• Stated task
Copy out every line in the rows below that contains the word "tabletop", keeping each line unchanged.

((

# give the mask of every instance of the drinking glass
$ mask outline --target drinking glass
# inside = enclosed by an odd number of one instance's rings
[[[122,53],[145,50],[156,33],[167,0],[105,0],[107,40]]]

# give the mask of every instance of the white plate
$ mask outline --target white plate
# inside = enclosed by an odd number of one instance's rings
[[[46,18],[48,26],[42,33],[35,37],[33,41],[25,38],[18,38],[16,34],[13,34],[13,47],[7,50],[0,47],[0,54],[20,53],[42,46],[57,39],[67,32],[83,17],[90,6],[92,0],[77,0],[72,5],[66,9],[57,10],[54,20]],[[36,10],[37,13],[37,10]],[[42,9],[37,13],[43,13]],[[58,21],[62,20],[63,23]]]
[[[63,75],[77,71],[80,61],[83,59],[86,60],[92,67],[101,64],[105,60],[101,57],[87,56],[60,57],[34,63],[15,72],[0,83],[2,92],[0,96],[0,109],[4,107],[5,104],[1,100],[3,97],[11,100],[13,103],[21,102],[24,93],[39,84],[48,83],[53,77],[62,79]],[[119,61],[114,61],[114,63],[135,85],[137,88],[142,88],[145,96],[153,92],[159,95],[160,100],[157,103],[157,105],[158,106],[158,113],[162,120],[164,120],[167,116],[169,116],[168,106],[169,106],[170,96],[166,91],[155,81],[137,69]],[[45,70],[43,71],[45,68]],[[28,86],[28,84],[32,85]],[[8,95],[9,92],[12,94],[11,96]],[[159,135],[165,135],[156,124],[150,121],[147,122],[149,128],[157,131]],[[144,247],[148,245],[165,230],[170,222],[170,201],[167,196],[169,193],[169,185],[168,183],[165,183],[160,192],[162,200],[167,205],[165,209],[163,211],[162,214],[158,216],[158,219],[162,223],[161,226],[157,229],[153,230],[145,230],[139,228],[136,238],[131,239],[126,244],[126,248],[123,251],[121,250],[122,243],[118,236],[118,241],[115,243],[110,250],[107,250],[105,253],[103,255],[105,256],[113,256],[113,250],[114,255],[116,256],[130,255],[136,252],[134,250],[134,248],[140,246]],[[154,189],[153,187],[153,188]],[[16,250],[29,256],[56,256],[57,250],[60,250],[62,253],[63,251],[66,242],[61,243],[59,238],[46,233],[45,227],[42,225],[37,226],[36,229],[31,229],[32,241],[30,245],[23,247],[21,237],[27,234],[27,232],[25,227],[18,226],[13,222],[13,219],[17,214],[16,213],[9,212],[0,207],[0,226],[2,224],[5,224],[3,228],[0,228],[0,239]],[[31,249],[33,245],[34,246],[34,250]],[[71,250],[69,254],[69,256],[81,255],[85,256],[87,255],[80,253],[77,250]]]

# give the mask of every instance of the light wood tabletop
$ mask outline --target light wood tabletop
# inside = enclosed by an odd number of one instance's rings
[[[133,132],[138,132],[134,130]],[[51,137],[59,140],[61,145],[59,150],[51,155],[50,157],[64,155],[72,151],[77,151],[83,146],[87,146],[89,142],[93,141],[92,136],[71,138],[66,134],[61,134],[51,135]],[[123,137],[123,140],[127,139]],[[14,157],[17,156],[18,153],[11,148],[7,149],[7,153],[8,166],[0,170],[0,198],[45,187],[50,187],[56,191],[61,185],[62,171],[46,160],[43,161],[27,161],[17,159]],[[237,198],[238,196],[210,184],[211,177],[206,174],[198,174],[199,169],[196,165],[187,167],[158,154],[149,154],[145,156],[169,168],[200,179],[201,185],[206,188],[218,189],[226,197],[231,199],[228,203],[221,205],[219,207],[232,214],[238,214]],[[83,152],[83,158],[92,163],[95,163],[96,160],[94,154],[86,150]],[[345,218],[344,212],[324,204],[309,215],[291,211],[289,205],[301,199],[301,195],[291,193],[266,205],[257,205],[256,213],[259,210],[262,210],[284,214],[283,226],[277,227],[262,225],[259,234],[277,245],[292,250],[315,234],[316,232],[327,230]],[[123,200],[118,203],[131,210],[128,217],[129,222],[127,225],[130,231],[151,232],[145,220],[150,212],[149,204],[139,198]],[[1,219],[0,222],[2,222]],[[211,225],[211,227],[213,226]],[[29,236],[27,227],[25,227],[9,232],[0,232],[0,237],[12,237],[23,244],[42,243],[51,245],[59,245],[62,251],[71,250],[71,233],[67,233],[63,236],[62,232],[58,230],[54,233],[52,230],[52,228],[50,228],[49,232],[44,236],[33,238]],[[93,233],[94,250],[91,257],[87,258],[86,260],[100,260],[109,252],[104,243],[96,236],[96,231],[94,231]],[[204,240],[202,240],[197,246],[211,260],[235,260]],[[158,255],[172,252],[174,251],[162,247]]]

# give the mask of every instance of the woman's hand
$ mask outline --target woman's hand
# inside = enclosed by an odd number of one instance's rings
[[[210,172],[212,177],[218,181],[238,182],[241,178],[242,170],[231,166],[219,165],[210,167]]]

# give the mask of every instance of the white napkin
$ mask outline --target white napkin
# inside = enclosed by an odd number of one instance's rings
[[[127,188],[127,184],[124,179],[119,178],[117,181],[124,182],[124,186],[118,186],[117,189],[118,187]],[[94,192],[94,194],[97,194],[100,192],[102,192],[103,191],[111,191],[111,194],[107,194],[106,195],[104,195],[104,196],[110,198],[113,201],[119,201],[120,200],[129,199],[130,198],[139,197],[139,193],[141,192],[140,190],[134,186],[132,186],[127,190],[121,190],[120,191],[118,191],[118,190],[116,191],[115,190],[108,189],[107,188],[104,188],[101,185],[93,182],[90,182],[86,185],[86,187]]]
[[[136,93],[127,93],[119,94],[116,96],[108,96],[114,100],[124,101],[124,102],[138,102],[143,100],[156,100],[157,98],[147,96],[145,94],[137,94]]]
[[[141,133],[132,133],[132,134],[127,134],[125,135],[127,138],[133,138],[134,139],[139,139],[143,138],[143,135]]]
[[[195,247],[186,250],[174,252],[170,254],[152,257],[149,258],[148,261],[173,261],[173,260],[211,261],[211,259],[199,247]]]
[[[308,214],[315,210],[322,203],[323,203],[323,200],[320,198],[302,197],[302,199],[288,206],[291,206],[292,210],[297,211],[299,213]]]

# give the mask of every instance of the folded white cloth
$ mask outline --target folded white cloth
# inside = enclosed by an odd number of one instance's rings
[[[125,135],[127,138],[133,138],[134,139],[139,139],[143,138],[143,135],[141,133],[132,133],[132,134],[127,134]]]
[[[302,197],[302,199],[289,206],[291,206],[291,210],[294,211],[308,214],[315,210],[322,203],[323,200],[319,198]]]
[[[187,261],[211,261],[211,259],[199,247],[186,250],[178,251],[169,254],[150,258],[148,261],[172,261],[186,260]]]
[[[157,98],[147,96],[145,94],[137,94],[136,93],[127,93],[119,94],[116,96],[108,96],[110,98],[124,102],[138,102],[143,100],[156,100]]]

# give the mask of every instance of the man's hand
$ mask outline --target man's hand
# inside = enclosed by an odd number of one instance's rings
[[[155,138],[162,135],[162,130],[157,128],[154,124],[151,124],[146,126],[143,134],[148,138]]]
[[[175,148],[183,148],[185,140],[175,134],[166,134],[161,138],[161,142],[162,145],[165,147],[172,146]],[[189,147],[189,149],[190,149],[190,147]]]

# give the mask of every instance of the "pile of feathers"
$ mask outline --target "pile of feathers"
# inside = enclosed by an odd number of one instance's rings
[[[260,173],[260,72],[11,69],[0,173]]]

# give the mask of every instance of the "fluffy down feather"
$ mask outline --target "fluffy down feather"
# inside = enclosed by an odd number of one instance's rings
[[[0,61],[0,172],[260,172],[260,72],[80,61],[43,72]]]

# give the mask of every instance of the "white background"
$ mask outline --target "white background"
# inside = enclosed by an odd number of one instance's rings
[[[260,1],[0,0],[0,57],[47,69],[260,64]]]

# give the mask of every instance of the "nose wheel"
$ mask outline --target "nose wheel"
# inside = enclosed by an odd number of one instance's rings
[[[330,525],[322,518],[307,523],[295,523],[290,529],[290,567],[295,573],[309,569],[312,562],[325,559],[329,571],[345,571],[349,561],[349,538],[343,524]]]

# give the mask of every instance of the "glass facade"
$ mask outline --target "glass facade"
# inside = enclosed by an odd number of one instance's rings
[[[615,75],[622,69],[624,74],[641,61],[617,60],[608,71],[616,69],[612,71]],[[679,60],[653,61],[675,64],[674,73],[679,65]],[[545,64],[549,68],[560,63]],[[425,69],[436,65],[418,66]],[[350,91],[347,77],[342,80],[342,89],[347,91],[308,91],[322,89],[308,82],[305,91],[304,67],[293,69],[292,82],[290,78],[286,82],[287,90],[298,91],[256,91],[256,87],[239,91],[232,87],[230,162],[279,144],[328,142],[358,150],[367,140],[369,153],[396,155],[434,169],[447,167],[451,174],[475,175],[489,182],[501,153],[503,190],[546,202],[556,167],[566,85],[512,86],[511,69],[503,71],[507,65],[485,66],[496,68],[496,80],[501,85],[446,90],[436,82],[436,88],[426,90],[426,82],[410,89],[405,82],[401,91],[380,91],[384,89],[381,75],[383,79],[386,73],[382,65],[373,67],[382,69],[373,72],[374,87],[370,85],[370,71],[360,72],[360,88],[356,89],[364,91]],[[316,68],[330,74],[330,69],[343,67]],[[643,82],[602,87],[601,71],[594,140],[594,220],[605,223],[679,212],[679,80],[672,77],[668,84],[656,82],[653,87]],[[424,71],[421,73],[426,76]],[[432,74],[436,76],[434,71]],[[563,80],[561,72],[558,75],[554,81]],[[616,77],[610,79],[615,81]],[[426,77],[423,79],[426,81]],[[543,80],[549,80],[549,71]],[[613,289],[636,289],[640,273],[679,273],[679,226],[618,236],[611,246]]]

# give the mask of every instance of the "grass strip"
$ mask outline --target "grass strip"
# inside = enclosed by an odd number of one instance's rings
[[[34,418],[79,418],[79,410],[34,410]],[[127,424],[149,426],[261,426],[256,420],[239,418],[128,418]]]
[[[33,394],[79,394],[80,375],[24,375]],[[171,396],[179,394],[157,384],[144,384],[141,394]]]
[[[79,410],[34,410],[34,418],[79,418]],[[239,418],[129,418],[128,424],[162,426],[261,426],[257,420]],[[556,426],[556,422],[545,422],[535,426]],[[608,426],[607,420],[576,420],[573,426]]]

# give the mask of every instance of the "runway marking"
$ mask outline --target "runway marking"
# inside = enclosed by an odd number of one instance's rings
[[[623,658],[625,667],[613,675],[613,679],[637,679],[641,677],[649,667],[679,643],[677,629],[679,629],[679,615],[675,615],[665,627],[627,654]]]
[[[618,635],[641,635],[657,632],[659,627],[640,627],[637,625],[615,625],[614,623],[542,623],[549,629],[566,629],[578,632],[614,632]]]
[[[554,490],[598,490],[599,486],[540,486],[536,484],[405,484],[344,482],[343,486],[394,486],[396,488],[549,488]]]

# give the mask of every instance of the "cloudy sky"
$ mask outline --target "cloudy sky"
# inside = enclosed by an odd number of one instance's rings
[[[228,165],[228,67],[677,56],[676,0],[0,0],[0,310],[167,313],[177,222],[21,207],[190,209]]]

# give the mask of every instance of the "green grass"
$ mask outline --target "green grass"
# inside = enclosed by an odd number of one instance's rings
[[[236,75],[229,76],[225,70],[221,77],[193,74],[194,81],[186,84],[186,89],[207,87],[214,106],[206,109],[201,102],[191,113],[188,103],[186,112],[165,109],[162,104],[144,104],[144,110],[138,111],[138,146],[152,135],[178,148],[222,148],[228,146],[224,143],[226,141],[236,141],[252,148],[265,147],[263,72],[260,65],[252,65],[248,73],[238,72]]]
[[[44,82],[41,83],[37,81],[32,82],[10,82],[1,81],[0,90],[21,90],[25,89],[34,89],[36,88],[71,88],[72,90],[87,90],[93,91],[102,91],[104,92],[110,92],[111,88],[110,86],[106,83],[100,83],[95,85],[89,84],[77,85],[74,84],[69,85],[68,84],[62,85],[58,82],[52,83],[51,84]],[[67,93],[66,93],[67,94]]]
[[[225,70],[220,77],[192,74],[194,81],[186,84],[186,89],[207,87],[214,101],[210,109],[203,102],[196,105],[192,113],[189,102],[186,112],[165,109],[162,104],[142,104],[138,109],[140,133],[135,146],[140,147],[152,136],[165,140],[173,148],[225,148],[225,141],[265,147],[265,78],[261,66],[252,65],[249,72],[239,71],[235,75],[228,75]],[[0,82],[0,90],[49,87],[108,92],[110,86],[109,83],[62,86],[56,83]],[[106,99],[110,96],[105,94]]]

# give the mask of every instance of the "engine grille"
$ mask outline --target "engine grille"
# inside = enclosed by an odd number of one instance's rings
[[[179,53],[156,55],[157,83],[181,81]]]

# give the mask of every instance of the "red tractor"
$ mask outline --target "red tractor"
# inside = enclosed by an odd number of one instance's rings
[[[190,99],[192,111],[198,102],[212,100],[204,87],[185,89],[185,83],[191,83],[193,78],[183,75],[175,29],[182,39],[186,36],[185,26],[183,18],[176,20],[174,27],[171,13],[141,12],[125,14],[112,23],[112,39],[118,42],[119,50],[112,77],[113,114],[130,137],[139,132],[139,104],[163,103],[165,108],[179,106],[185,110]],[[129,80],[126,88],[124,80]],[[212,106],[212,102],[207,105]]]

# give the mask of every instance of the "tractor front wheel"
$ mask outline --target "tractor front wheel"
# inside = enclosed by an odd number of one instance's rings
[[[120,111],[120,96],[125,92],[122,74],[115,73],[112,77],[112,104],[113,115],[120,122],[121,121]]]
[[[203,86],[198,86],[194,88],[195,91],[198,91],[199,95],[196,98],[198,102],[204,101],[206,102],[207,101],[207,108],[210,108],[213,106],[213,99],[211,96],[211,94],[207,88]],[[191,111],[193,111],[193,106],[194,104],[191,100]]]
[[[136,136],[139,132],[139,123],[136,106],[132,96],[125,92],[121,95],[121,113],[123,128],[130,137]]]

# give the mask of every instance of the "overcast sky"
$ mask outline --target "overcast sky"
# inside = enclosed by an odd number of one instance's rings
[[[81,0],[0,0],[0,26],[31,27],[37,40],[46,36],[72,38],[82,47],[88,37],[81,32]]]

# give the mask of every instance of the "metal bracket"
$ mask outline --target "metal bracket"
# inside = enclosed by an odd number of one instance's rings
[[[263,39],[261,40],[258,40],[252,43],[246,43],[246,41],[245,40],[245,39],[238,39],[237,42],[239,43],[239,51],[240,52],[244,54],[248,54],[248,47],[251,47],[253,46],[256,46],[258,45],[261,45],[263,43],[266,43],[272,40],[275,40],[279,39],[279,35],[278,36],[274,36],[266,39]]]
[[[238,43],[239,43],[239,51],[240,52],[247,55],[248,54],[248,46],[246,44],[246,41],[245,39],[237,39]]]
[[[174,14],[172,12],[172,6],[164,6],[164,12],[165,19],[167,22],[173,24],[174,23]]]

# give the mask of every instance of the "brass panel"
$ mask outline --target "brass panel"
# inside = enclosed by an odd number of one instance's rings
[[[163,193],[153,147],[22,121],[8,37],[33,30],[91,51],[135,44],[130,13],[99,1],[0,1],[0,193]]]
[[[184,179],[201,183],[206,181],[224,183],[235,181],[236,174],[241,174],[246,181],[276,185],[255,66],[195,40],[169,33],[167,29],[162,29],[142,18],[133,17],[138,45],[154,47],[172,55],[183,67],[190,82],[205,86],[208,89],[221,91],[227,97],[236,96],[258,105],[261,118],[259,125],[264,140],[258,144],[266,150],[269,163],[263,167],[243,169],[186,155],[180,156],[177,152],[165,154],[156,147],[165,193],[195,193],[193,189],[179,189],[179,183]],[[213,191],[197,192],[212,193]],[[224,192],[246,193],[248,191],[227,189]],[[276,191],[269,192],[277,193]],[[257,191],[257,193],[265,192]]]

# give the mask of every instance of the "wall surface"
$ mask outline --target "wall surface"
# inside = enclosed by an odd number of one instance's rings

))

• Solution to this exercise
# give the mask of every instance of the light wood tabletop
$ mask outline --target light wood tabletop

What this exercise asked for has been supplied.